— THE RECORDS —
☆ ☆ ☆ ☆ ☆

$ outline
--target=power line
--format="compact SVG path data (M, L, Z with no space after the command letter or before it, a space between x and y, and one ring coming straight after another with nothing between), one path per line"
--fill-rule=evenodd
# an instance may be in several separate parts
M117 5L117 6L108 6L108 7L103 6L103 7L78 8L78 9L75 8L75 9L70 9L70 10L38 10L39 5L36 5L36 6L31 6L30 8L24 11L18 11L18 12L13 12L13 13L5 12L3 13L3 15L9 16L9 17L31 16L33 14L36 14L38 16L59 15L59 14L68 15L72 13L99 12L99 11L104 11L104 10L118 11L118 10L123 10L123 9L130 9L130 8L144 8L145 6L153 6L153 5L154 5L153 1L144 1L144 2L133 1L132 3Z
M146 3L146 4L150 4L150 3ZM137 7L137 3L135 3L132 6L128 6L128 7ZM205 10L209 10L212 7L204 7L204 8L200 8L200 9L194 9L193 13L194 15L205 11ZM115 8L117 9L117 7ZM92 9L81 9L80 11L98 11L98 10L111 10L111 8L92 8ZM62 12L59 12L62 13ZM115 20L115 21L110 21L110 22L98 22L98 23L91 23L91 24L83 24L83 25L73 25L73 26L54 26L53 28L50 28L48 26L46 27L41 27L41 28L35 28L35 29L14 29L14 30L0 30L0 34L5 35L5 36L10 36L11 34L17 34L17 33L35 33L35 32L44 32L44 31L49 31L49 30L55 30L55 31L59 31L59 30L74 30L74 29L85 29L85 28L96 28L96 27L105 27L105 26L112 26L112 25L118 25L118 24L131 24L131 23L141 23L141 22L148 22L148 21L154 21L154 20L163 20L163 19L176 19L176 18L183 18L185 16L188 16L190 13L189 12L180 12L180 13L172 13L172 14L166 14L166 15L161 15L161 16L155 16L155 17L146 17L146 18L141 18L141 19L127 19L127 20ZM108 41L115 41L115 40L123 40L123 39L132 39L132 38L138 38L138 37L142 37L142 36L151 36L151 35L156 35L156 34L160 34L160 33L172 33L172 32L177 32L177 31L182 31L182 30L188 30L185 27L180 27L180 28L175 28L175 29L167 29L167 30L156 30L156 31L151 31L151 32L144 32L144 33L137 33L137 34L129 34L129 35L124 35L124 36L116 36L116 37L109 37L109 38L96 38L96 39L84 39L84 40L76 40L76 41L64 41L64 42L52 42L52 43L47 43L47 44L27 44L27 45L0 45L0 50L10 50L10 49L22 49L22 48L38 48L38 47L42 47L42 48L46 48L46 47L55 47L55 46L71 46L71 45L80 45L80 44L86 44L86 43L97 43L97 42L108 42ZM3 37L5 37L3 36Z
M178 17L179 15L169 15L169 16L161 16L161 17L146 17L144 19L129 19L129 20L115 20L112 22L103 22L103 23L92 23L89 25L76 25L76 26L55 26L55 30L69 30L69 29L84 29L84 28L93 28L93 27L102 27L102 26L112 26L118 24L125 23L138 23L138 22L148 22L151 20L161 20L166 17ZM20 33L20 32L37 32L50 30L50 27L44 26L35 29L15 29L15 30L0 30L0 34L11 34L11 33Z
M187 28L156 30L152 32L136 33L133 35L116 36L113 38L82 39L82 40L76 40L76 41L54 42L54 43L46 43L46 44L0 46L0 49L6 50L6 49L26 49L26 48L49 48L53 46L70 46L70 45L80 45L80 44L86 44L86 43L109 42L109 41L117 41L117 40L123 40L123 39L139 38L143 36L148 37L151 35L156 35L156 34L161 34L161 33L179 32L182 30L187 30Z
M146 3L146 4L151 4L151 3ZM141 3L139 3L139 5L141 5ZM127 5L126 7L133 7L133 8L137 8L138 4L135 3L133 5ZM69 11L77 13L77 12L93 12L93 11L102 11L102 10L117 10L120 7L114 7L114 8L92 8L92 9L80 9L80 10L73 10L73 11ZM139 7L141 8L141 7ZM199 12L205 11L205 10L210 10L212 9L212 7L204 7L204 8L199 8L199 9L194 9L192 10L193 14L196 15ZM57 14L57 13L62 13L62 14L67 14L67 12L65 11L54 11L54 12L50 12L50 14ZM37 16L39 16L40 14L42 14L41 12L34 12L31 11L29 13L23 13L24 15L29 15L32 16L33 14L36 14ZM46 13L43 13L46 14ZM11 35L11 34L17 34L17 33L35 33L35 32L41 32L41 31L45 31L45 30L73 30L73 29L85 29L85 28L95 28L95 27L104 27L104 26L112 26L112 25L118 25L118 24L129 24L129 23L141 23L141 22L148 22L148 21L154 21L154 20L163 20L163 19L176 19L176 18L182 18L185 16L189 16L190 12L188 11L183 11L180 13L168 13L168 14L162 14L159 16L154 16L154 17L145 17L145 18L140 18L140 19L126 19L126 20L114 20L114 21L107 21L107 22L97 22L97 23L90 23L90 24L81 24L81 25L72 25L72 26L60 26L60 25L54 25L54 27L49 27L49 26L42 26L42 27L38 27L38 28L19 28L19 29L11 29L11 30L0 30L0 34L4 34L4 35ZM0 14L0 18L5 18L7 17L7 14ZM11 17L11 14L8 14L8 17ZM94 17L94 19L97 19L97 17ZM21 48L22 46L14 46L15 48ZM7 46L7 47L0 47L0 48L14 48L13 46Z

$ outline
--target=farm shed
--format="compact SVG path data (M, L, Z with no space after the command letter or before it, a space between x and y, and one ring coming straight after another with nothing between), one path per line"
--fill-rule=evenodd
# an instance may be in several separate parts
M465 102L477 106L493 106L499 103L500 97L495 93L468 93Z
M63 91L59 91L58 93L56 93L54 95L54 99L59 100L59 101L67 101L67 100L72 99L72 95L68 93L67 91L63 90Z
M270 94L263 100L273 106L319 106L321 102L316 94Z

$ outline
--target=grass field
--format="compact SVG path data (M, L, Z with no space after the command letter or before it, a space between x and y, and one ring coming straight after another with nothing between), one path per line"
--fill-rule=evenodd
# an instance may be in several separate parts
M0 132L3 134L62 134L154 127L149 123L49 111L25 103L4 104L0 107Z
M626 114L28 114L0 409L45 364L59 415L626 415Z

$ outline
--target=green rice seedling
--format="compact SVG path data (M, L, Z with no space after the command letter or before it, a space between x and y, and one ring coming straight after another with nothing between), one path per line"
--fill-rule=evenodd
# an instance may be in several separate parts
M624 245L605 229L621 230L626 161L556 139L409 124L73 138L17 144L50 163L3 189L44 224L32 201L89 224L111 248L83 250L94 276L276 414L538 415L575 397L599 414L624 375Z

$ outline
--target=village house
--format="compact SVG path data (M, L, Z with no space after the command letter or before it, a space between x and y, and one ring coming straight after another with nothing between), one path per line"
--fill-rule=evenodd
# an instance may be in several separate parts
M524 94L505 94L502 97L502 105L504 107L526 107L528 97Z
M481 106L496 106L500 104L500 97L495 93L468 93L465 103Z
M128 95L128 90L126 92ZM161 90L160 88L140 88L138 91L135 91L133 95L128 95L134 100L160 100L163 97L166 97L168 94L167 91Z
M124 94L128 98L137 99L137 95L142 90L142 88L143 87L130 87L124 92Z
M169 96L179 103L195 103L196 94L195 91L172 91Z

☆ ☆ ☆ ☆ ☆

— WHAT THIS TASK INVOLVES —
Print the records above in full, exactly.

— RESULT OF THIS TASK —
$ outline
--target=power line
--format="compact SVG path data (M, L, Z with no space after the command letter or before it, a space between x and y, and one ring coming straight after another with nothing between), one path per line"
--fill-rule=evenodd
# an instance may be in several separate parts
M117 5L117 6L108 6L108 7L103 6L103 7L78 8L78 9L75 8L75 9L70 9L70 10L38 10L39 5L36 5L36 6L31 6L30 8L24 11L18 11L18 12L13 12L13 13L5 12L3 13L3 15L9 16L9 17L31 16L33 14L36 14L38 16L59 15L59 14L68 15L72 13L99 12L99 11L104 11L104 10L118 11L118 10L123 10L123 9L130 9L130 8L144 8L145 6L153 6L153 5L154 5L153 1L144 1L144 2L133 1L132 3Z
M146 3L146 4L150 4L150 3ZM137 7L137 3L135 3L132 6L128 6L128 7ZM205 10L209 10L212 7L204 7L204 8L200 8L200 9L194 9L193 13L194 15L205 11ZM115 8L117 9L117 7ZM92 9L81 9L80 11L98 11L98 10L111 10L111 8L92 8ZM62 12L59 12L62 13ZM115 20L115 21L110 21L110 22L98 22L98 23L91 23L91 24L83 24L83 25L73 25L73 26L54 26L53 28L50 28L48 26L46 27L41 27L41 28L35 28L35 29L14 29L14 30L0 30L0 34L5 35L5 36L10 36L11 34L17 34L17 33L35 33L35 32L44 32L44 31L49 31L49 30L55 30L55 31L59 31L59 30L74 30L74 29L85 29L85 28L96 28L96 27L105 27L105 26L112 26L112 25L118 25L118 24L131 24L131 23L141 23L141 22L148 22L148 21L154 21L154 20L163 20L163 19L176 19L176 18L183 18L185 16L188 16L190 13L189 12L180 12L180 13L172 13L172 14L166 14L166 15L161 15L161 16L155 16L155 17L146 17L146 18L141 18L141 19L127 19L127 20ZM108 41L115 41L115 40L123 40L123 39L132 39L132 38L138 38L138 37L142 37L142 36L151 36L151 35L156 35L156 34L160 34L160 33L172 33L172 32L177 32L177 31L182 31L182 30L188 30L185 27L180 27L180 28L175 28L175 29L167 29L167 30L156 30L156 31L151 31L151 32L144 32L144 33L137 33L137 34L129 34L129 35L124 35L124 36L116 36L116 37L109 37L109 38L96 38L96 39L84 39L84 40L76 40L76 41L64 41L64 42L52 42L52 43L47 43L47 44L27 44L27 45L0 45L0 50L10 50L10 49L22 49L22 48L38 48L38 47L42 47L42 48L46 48L46 47L55 47L55 46L71 46L71 45L80 45L80 44L86 44L86 43L97 43L97 42L108 42ZM3 37L5 37L3 36Z
M178 17L179 15L169 15L169 16L161 16L161 17L146 17L144 19L129 19L129 20L115 20L112 22L103 22L103 23L92 23L89 25L76 25L76 26L55 26L55 30L69 30L69 29L84 29L84 28L93 28L93 27L102 27L102 26L112 26L118 24L125 23L138 23L138 22L148 22L151 20L161 20L166 17ZM20 33L20 32L37 32L50 30L50 27L44 26L35 29L15 29L15 30L0 30L0 34L11 34L11 33Z
M187 28L156 30L152 32L136 33L133 35L116 36L113 38L82 39L82 40L76 40L76 41L54 42L54 43L46 43L46 44L0 46L0 49L6 50L6 49L26 49L26 48L49 48L53 46L70 46L70 45L80 45L80 44L86 44L86 43L109 42L109 41L117 41L117 40L123 40L123 39L139 38L143 36L148 37L151 35L156 35L156 34L161 34L161 33L179 32L182 30L187 30Z
M146 3L146 4L151 4L151 3ZM141 3L139 3L139 5L141 5ZM127 5L126 7L133 7L133 8L137 8L138 4L135 3L133 5ZM69 11L77 13L77 12L93 12L93 11L102 11L102 10L117 10L120 7L114 7L114 8L92 8L92 9L80 9L80 10L73 10L73 11ZM139 7L141 8L141 7ZM199 12L205 11L205 10L210 10L212 9L212 7L204 7L204 8L199 8L199 9L194 9L192 10L193 14L196 15ZM57 14L57 13L62 13L62 14L67 14L67 12L65 11L54 11L54 12L50 12L50 14ZM37 16L39 16L40 14L42 14L41 12L34 12L31 11L29 13L23 13L24 15L29 15L32 16L33 14L36 14ZM46 13L43 13L46 14ZM11 35L11 34L17 34L17 33L35 33L35 32L41 32L41 31L45 31L45 30L73 30L73 29L85 29L85 28L95 28L95 27L104 27L104 26L112 26L112 25L118 25L118 24L129 24L129 23L141 23L141 22L148 22L148 21L154 21L154 20L163 20L163 19L176 19L176 18L182 18L185 16L189 16L190 12L188 11L183 11L180 13L168 13L168 14L162 14L159 16L154 16L154 17L145 17L145 18L140 18L140 19L126 19L126 20L114 20L114 21L107 21L107 22L97 22L97 23L90 23L90 24L81 24L81 25L72 25L72 26L60 26L60 25L54 25L54 27L49 27L49 26L42 26L42 27L38 27L38 28L19 28L19 29L11 29L11 30L0 30L0 34L4 34L4 35ZM0 14L0 18L5 18L7 17L7 14ZM11 17L11 14L8 14L8 17ZM94 17L94 19L97 19L97 17ZM21 48L22 46L14 46L15 48ZM7 46L7 47L0 47L0 48L14 48L13 46Z

$ outline
--target=farm shed
--format="compact SVG path data (M, L, Z with no space after the command letter or before it, a space between x and y, and one ring coming straight after another with nothing between), one path per line"
--fill-rule=evenodd
# an instance may be in several separate parts
M465 102L477 106L493 106L499 103L500 97L495 93L468 93Z
M63 91L59 91L58 93L56 93L54 95L54 99L59 100L59 101L67 101L67 100L72 99L72 95L68 93L67 91L63 90Z
M270 94L263 100L273 106L319 106L321 102L316 94Z

$ outline
--target=grass field
--format="compact SVG path data (M, L, Z with no space after the command letter or before it, a space between x and y, and one ring coming straight after another with nothing between), one path per line"
--fill-rule=evenodd
# an instance may be in several separate parts
M0 132L3 134L62 134L154 127L149 123L49 111L25 103L4 104L0 107Z
M626 114L28 114L0 409L45 364L59 415L626 415Z

$ outline
--target=green rice seedling
--format="compact SVG path data (M, L, Z with no space after the command letter or before it, a space between x and y, and one ring coming straight after another with nothing between), one path per line"
--fill-rule=evenodd
# an instance may be in several separate parts
M624 245L605 229L621 230L626 161L556 139L409 124L73 138L17 144L50 163L3 189L44 224L32 201L89 224L111 248L83 250L94 276L276 414L538 415L575 397L599 414L624 375Z

$ outline
--target=village house
--format="compact SVG path data (M, L, Z with no space after the command letter or before it, a space between x and y, and one ring coming straight after another with nothing between), one path per line"
--fill-rule=evenodd
# an instance may be in several separate parts
M524 94L505 94L502 97L502 105L504 107L526 107L528 97Z
M481 106L496 106L500 104L500 97L495 93L468 93L465 103Z
M128 95L128 90L126 92ZM161 90L160 88L140 88L138 91L135 91L133 95L128 95L134 100L160 100L163 97L166 97L168 94L167 91Z
M124 94L128 98L137 99L137 95L142 90L142 88L143 87L130 87L124 92Z
M169 96L179 103L195 103L196 94L195 91L172 91Z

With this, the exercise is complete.